Job 1 ▸ According to the passage on Arabic diglossia, why does Standard or Classical Arabic serve a unifying function across the Arab world?
Job 2 ▸ Update the passage on Arabic diglossia from "The speech-writing division" to "read and write.", putting "divide" in place of "gulf".

The speech-writing division

For many centuries, the language situation in Arabic-speaking countries has been characterized by diglossia: the coexistence of two varieties sharply opposed in both form and function. Standard or Classical Arabic, the high status variety used in formal contexts and writing, has remained almost immutable in form, and therefore serves a unifying function across the Arab world; the various colloquial dialects, in contrast, have evolved, diverged, borrowed from other languages, and been generally regarded as inferior, inadequate varieties incompatible with writing and sophisticated discourse. The gulf between the two varieties has traditionally posed considerable challenges for children starting school, who are expected to move quickly from the dialect they speak at home to the very different standard variety in which they must learn to read and write.

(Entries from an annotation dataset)

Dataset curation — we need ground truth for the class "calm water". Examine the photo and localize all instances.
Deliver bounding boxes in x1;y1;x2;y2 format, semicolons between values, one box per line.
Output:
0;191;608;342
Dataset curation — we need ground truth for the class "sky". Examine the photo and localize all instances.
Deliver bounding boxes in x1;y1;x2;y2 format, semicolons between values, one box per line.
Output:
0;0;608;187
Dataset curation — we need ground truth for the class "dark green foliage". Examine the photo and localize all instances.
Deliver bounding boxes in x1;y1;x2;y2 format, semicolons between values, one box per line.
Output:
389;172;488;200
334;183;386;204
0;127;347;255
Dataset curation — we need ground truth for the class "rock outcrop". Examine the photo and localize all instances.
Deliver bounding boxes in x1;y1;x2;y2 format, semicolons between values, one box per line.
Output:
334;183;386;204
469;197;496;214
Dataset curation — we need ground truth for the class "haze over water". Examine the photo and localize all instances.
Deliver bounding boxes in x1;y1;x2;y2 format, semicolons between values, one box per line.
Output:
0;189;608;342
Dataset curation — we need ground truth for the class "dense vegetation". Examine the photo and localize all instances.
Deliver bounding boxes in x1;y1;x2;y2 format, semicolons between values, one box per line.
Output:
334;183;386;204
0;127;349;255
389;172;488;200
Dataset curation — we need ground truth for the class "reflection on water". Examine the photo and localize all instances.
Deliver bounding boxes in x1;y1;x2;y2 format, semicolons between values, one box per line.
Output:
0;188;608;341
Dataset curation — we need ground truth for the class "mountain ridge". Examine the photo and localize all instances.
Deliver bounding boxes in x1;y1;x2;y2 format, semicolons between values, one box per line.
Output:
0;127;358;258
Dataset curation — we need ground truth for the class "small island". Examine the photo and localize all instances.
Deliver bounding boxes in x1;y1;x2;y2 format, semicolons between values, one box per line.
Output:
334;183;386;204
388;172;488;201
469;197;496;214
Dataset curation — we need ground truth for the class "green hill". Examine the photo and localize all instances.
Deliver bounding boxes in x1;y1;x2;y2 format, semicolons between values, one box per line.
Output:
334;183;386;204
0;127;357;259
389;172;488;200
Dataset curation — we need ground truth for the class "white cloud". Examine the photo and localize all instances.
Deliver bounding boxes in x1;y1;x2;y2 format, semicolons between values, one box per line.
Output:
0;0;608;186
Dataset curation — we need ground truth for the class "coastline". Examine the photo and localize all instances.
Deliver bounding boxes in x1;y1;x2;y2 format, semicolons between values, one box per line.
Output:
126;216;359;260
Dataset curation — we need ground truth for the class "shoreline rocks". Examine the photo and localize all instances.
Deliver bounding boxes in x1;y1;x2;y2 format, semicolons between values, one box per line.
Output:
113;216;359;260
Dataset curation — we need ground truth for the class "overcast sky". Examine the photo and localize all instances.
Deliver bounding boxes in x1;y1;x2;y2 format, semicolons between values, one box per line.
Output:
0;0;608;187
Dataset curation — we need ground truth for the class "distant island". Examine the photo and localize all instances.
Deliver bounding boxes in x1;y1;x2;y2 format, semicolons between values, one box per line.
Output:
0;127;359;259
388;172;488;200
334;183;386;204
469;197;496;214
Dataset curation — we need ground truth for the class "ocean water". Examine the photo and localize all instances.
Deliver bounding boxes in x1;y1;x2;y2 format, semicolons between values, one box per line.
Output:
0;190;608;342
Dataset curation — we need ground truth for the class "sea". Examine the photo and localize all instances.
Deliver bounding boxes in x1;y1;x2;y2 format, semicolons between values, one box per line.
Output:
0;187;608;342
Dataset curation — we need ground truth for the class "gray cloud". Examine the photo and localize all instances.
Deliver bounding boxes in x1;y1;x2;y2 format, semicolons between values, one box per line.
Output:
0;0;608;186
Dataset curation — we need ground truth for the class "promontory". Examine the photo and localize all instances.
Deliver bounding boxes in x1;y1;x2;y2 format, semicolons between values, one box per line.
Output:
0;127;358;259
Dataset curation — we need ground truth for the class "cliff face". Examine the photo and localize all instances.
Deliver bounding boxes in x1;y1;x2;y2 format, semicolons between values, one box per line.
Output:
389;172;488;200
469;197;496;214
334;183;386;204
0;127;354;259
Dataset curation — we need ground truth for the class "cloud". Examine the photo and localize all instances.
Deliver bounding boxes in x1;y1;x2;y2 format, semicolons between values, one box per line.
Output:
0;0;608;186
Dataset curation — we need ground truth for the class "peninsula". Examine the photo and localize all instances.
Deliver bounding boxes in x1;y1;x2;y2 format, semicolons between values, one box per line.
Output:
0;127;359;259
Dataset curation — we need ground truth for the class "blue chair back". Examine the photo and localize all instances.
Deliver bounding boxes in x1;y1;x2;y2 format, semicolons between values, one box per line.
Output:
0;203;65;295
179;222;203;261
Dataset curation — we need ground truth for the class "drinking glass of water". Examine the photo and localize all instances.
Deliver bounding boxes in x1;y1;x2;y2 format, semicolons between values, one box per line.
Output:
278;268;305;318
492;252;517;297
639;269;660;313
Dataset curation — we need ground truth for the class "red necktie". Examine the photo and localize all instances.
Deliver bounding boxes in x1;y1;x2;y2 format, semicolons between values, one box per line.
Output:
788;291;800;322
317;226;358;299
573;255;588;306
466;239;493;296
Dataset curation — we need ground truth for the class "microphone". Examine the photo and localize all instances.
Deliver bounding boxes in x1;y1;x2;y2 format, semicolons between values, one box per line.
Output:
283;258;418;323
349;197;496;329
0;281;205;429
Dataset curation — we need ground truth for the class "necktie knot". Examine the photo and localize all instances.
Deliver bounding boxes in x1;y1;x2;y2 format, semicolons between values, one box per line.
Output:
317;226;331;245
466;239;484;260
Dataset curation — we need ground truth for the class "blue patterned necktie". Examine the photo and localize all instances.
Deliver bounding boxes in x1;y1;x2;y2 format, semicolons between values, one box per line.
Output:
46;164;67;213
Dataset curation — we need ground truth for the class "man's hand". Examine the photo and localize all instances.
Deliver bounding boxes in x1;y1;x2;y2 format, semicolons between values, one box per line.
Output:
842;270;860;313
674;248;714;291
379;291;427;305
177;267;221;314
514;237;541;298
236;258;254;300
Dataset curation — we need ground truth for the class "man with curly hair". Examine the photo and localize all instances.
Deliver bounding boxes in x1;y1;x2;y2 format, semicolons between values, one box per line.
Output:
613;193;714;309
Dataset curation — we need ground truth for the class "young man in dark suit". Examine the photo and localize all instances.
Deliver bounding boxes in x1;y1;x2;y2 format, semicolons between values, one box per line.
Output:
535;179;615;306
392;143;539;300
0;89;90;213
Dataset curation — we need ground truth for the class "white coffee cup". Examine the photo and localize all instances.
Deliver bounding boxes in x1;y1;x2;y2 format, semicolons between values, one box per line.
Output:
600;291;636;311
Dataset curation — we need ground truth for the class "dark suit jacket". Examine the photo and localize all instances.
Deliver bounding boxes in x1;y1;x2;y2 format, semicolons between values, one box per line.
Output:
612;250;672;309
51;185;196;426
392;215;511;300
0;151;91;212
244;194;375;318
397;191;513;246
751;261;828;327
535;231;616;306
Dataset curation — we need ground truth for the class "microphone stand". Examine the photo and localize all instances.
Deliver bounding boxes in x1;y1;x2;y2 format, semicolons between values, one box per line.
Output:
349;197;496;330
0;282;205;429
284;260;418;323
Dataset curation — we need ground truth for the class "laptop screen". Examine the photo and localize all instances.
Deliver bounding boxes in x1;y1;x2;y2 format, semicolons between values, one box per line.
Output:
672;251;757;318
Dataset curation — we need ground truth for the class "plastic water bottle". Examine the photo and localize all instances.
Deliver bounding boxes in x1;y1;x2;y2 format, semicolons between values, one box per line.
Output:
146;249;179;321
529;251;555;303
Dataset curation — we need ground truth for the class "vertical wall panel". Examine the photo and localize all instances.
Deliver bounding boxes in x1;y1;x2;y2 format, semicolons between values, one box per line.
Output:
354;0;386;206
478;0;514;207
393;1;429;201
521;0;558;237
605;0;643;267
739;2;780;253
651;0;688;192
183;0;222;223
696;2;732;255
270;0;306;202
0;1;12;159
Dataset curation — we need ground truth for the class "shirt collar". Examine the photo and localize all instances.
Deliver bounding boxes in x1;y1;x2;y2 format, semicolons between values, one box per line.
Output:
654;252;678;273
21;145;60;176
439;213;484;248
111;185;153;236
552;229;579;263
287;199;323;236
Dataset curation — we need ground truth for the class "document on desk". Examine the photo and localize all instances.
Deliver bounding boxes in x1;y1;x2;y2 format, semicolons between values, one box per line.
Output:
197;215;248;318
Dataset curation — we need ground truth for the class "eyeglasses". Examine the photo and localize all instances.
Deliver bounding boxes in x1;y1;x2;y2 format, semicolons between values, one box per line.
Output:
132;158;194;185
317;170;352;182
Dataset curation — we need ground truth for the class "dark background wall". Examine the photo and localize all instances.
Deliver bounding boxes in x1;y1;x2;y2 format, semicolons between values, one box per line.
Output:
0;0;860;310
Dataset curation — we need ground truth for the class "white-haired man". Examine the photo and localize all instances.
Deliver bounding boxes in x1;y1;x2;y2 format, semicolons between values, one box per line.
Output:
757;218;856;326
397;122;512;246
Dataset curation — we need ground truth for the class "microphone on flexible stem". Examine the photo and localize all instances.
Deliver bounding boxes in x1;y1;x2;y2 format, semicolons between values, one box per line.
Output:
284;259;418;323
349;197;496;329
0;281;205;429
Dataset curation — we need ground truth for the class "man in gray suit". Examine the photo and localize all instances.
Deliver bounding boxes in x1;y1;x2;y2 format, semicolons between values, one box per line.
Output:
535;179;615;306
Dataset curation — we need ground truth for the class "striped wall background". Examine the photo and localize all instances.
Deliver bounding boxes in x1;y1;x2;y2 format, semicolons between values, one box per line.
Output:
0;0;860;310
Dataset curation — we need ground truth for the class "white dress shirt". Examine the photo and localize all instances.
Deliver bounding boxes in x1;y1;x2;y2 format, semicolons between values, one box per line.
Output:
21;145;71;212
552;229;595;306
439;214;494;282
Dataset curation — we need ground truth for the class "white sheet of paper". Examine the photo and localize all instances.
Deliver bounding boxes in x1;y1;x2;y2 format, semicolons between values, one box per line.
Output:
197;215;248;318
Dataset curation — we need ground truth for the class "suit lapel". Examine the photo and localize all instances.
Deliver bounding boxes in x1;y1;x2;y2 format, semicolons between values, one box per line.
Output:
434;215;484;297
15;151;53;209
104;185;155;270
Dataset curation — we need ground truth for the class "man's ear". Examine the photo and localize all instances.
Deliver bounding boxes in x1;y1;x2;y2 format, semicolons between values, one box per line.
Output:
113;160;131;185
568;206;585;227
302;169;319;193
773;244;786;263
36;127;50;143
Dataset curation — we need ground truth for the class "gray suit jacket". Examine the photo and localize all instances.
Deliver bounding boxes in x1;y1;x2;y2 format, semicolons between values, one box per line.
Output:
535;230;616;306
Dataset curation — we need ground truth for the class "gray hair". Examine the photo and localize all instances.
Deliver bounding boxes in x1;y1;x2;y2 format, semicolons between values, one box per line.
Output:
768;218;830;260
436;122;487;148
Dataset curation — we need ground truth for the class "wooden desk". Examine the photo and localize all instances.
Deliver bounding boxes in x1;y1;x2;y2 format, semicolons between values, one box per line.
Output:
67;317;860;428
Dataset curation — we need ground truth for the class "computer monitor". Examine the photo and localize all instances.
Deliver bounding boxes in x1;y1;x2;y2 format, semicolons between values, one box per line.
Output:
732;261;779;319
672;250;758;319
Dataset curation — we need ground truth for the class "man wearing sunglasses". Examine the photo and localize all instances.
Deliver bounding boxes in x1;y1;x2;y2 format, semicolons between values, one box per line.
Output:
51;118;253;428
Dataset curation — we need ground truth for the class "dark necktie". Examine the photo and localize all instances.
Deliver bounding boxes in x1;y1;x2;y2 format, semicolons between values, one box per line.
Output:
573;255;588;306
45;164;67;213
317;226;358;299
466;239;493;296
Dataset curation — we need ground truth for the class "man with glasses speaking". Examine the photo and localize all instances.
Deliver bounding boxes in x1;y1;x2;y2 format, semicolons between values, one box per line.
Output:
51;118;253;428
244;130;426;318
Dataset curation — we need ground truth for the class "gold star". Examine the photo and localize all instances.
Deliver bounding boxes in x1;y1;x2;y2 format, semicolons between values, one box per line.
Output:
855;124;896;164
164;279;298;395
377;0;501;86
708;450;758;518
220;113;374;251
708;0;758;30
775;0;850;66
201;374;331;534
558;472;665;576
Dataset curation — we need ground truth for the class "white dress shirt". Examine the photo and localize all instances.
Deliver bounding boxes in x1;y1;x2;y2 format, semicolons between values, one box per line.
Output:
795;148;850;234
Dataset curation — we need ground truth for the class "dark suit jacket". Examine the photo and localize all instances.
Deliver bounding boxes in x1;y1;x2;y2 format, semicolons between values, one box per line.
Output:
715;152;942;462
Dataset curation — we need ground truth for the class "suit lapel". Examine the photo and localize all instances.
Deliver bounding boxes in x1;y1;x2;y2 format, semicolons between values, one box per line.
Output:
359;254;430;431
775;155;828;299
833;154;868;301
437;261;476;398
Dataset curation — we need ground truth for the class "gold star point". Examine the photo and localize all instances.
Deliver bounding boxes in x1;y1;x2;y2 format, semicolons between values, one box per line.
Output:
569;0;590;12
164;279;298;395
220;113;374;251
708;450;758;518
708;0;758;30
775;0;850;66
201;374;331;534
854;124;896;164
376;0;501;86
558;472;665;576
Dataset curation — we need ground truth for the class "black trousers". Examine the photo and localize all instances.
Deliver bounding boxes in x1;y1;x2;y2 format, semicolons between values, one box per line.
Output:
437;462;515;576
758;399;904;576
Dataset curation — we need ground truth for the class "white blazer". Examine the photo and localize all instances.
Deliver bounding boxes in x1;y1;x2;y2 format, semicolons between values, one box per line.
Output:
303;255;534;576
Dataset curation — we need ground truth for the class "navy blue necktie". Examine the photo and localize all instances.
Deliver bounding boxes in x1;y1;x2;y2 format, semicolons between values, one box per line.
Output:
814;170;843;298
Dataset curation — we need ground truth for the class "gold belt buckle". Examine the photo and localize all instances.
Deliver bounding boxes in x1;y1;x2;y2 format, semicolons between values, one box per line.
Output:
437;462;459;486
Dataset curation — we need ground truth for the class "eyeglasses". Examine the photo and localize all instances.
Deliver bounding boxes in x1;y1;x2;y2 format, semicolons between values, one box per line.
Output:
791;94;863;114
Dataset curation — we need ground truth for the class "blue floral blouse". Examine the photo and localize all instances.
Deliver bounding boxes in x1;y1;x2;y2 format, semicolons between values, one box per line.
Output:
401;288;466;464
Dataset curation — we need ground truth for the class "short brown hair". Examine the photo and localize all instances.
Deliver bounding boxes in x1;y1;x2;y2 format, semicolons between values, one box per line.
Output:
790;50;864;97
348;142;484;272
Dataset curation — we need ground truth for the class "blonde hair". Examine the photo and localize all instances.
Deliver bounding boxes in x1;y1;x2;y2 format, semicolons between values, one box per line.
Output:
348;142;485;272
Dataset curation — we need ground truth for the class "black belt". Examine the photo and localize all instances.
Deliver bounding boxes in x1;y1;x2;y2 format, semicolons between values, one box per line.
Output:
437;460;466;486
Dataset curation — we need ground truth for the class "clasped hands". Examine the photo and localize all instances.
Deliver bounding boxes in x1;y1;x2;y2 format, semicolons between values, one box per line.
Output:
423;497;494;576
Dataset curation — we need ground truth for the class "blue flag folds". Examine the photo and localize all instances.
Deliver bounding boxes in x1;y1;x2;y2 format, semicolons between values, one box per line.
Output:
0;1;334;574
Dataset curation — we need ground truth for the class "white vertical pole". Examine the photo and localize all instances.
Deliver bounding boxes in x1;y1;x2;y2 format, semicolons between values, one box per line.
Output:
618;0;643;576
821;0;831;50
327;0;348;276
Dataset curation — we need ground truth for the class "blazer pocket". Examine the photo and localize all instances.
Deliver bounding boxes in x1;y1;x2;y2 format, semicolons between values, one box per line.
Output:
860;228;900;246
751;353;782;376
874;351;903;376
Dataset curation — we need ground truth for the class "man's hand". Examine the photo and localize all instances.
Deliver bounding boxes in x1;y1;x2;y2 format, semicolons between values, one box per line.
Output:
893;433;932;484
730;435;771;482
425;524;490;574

Task solution 1 ▸ Standard or Classical Arabic has remained almost immutable in form. Because it has not changed, it serves a unifying function across the Arab world.

Task solution 2 ▸
The speech-writing division

For many centuries, the language situation in Arabic-speaking countries has been characterized by diglossia: the coexistence of two varieties sharply opposed in both form and function. Standard or Classical Arabic, the high status variety used in formal contexts and writing, has remained almost immutable in form, and therefore serves a unifying function across the Arab world; the various colloquial dialects, in contrast, have evolved, diverged, borrowed from other languages, and been generally regarded as inferior, inadequate varieties incompatible with writing and sophisticated discourse. The divide between the two varieties has traditionally posed considerable challenges for children starting school, who are expected to move quickly from the dialect they speak at home to the very different standard variety in which they must learn to read and write.